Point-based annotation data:

_ _ _ _

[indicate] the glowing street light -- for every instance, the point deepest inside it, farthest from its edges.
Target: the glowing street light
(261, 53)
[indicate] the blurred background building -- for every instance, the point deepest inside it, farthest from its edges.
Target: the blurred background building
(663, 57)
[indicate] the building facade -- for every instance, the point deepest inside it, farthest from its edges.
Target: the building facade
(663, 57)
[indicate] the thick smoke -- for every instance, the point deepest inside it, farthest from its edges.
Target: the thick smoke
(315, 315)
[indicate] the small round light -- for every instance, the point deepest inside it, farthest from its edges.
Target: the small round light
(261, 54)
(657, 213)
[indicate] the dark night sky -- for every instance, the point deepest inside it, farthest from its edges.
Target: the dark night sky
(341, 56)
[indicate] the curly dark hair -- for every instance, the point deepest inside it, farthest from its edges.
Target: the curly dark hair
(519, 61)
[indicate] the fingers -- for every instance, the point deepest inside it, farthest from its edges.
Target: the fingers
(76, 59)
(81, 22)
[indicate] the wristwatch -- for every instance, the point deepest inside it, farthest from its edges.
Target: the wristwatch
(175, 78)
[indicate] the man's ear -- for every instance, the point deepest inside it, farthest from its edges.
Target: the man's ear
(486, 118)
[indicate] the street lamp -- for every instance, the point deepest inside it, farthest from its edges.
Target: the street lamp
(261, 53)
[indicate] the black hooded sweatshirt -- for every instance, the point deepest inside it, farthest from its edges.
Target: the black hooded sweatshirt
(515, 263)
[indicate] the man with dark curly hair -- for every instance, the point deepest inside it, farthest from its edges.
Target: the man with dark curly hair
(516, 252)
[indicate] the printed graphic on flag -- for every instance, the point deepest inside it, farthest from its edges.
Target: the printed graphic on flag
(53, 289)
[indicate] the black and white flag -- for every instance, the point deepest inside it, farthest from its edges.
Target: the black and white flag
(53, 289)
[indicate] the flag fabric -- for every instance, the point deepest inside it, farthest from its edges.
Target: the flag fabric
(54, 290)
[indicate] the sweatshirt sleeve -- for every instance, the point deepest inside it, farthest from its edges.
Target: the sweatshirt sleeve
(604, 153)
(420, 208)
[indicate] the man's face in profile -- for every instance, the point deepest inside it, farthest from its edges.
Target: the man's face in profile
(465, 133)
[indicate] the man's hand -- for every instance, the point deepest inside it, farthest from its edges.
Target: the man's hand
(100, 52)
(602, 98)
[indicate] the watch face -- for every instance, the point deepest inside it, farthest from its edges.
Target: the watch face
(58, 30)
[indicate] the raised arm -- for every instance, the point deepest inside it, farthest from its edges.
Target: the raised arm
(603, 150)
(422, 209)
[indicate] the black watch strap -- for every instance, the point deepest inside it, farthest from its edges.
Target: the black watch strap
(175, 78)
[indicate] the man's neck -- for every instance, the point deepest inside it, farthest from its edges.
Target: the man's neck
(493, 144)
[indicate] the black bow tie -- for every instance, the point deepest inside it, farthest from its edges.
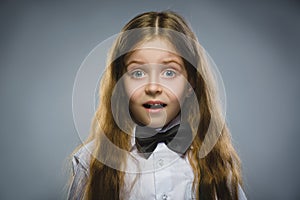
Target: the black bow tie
(178, 139)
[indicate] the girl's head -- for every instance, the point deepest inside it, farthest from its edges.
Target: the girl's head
(156, 70)
(153, 69)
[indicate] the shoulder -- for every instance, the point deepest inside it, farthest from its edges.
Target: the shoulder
(82, 158)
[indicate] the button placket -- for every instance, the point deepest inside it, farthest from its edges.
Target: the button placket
(164, 197)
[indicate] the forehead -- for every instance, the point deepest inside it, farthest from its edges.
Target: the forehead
(153, 51)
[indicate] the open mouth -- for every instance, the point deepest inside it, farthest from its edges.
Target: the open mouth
(154, 105)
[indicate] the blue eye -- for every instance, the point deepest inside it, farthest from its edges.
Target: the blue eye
(137, 74)
(169, 73)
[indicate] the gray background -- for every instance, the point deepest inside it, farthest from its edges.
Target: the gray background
(255, 44)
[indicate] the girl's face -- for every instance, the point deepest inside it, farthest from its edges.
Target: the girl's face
(155, 83)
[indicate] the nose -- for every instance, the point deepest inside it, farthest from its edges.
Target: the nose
(153, 89)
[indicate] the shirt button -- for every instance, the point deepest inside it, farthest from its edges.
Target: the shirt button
(161, 162)
(164, 197)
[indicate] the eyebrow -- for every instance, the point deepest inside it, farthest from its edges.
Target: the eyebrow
(166, 61)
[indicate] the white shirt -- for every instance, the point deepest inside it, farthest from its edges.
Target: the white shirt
(165, 175)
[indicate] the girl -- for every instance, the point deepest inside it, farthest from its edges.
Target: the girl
(158, 132)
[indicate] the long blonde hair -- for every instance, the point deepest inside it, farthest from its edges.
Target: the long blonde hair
(217, 174)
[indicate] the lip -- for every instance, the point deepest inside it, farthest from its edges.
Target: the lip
(154, 110)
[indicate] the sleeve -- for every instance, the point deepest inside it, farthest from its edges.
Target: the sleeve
(79, 179)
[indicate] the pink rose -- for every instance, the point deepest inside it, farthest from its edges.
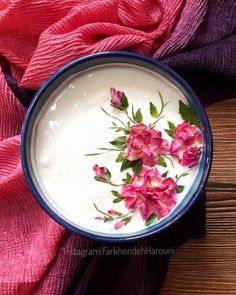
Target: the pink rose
(113, 212)
(186, 146)
(119, 224)
(146, 144)
(116, 96)
(99, 171)
(150, 194)
(191, 157)
(188, 134)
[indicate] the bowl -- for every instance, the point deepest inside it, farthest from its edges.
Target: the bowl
(37, 109)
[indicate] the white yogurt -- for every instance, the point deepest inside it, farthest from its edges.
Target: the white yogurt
(71, 124)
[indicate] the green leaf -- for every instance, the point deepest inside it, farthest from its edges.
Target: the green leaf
(172, 126)
(116, 194)
(93, 154)
(128, 178)
(187, 114)
(150, 219)
(106, 219)
(120, 157)
(179, 189)
(138, 117)
(171, 130)
(108, 174)
(101, 179)
(164, 174)
(162, 161)
(124, 102)
(119, 142)
(126, 164)
(153, 110)
(127, 220)
(117, 200)
(137, 167)
(133, 116)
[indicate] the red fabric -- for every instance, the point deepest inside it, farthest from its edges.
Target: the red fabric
(37, 37)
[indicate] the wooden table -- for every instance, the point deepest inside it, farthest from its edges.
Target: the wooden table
(208, 266)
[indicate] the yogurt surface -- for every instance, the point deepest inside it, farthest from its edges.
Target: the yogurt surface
(72, 124)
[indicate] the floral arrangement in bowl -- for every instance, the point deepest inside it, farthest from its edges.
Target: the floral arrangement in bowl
(142, 148)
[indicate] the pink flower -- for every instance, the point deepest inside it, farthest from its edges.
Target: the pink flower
(146, 144)
(119, 224)
(99, 218)
(112, 212)
(150, 194)
(116, 96)
(186, 146)
(191, 157)
(188, 134)
(99, 171)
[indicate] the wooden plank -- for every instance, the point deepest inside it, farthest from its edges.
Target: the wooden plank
(208, 266)
(222, 118)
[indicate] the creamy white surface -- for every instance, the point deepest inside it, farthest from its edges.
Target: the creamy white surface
(72, 124)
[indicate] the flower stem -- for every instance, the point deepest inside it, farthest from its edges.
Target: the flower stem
(124, 215)
(167, 157)
(182, 175)
(127, 114)
(113, 184)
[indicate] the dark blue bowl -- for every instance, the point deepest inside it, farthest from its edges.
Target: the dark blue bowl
(100, 59)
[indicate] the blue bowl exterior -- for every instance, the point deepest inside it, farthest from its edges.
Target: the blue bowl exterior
(117, 57)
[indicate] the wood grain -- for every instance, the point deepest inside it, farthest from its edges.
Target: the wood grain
(208, 266)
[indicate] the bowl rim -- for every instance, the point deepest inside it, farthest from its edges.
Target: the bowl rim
(99, 235)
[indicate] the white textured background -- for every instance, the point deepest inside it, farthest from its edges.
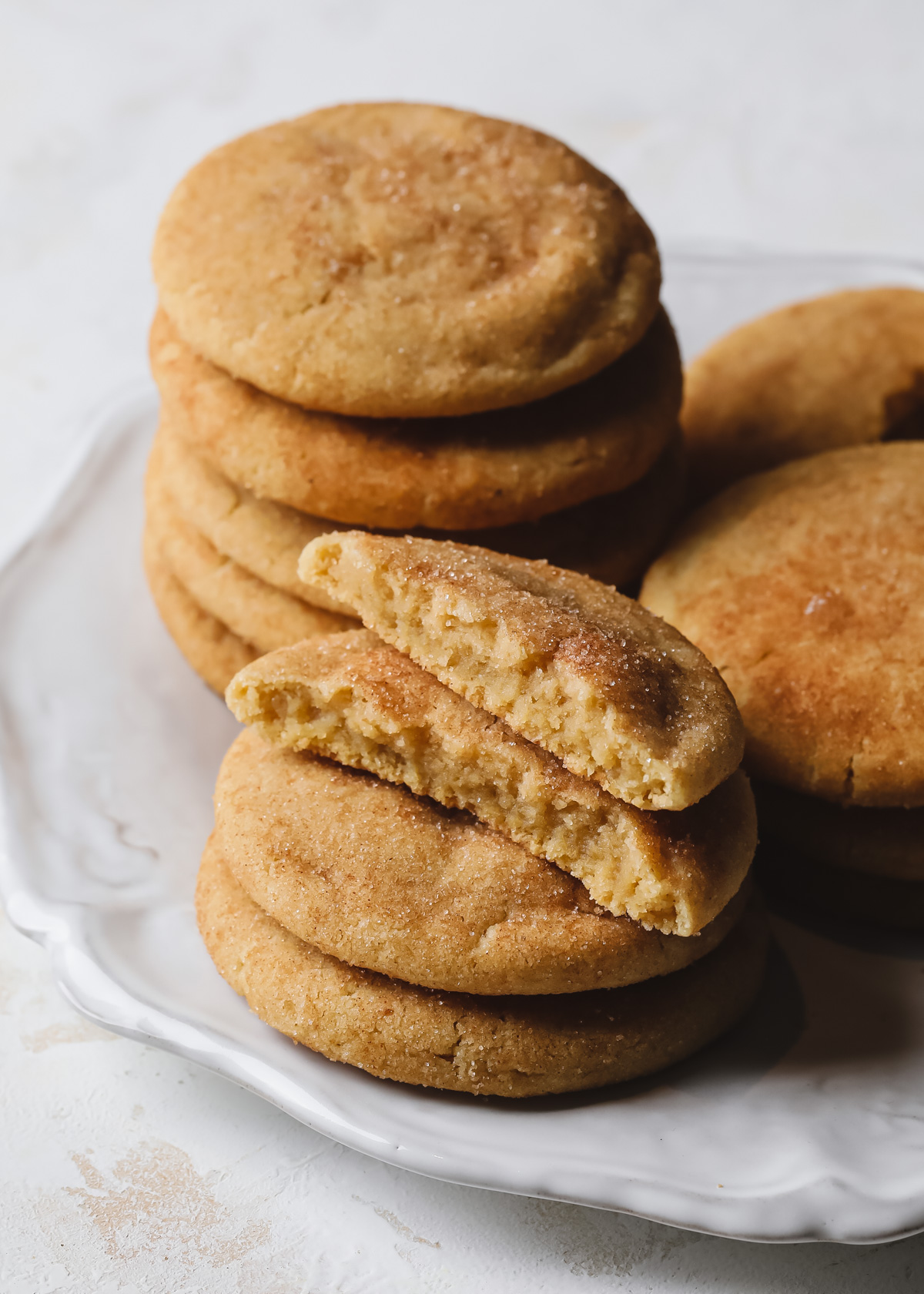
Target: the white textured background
(783, 125)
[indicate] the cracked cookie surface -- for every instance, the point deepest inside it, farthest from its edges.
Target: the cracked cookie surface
(404, 260)
(566, 662)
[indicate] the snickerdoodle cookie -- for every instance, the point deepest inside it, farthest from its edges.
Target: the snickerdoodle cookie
(488, 1046)
(211, 649)
(494, 469)
(360, 702)
(822, 374)
(263, 538)
(404, 260)
(383, 879)
(874, 841)
(805, 586)
(612, 538)
(255, 611)
(567, 662)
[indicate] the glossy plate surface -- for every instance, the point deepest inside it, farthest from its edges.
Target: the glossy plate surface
(805, 1124)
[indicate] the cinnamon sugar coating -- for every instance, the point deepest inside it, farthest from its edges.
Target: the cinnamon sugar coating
(404, 260)
(566, 662)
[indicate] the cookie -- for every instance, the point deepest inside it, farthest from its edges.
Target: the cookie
(266, 538)
(404, 260)
(568, 663)
(822, 374)
(496, 469)
(255, 611)
(390, 881)
(872, 841)
(353, 699)
(210, 647)
(458, 1042)
(612, 538)
(805, 585)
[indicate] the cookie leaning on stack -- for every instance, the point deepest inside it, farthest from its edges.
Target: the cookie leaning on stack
(408, 319)
(409, 937)
(805, 585)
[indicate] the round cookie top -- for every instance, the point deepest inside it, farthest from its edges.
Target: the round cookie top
(391, 881)
(488, 470)
(805, 586)
(822, 374)
(404, 260)
(490, 1046)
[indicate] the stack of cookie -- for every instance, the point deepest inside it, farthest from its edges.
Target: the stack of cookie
(405, 319)
(806, 585)
(380, 883)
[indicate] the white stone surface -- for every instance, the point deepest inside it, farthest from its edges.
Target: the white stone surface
(787, 125)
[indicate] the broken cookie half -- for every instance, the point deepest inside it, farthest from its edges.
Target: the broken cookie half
(355, 699)
(568, 663)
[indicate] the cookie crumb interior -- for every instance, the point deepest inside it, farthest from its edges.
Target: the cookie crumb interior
(357, 700)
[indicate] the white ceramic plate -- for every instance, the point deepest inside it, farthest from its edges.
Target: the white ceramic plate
(805, 1124)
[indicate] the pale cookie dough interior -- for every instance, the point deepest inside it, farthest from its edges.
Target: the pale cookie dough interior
(568, 663)
(391, 881)
(357, 700)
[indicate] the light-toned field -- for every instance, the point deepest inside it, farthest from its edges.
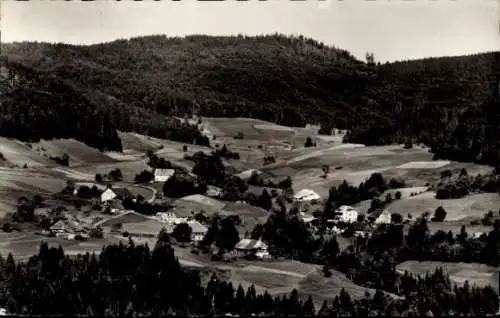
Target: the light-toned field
(124, 218)
(476, 274)
(266, 127)
(23, 245)
(129, 169)
(197, 203)
(137, 142)
(19, 153)
(457, 209)
(78, 152)
(424, 164)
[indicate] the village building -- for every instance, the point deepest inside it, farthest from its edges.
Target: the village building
(253, 247)
(304, 198)
(214, 192)
(198, 230)
(162, 175)
(112, 193)
(306, 218)
(346, 214)
(170, 218)
(381, 216)
(67, 230)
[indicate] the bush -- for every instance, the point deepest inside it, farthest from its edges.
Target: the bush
(395, 184)
(116, 175)
(439, 215)
(64, 160)
(268, 160)
(398, 195)
(396, 218)
(96, 233)
(308, 142)
(388, 198)
(182, 233)
(144, 177)
(6, 227)
(446, 174)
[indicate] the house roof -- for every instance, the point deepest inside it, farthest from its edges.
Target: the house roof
(306, 194)
(66, 225)
(197, 227)
(249, 244)
(164, 172)
(122, 192)
(375, 214)
(344, 208)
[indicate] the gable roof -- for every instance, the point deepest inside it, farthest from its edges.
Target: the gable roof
(249, 244)
(306, 194)
(122, 192)
(164, 172)
(197, 227)
(66, 225)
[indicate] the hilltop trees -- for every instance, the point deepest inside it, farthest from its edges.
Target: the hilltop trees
(439, 215)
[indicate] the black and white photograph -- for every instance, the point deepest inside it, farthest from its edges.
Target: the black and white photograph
(250, 158)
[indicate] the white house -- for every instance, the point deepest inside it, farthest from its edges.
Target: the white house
(306, 218)
(256, 247)
(170, 218)
(162, 175)
(120, 193)
(346, 214)
(213, 191)
(384, 217)
(306, 195)
(108, 195)
(198, 231)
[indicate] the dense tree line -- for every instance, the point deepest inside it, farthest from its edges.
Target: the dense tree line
(447, 103)
(36, 106)
(458, 185)
(371, 262)
(125, 280)
(371, 188)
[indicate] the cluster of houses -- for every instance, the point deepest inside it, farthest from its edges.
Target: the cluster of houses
(343, 214)
(69, 229)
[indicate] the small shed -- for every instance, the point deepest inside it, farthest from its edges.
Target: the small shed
(255, 247)
(198, 230)
(162, 175)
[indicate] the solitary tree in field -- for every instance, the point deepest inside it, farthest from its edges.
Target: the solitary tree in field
(370, 58)
(308, 142)
(326, 170)
(182, 232)
(439, 215)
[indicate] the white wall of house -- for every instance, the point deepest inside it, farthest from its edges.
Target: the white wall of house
(383, 218)
(349, 216)
(197, 237)
(108, 195)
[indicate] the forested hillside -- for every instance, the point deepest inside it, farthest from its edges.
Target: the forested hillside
(290, 80)
(450, 104)
(34, 106)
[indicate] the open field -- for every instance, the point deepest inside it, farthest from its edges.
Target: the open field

_ _ _ _

BRIEF: Rewrite the entries from the line containing "[indicate] the white wall" through the end of the entries, replacing "forested hillside" with "wooded hillside" and leaving everything else as it is.

EXPECTED ANSWER:
[indicate] the white wall of house -- for every instance, the point deepest inside it, farthest from its edges.
Target: the white wall of house
(383, 218)
(349, 216)
(197, 237)
(108, 195)
[indicate] the wooded hillside -- for every instance, the point deepest inside it, farthest from its edges.
Target: the wooded hillside
(290, 80)
(450, 104)
(34, 106)
[indicate] the open field -- for every instance, the point deepest inside it, farthest from its edges.
Target: the open field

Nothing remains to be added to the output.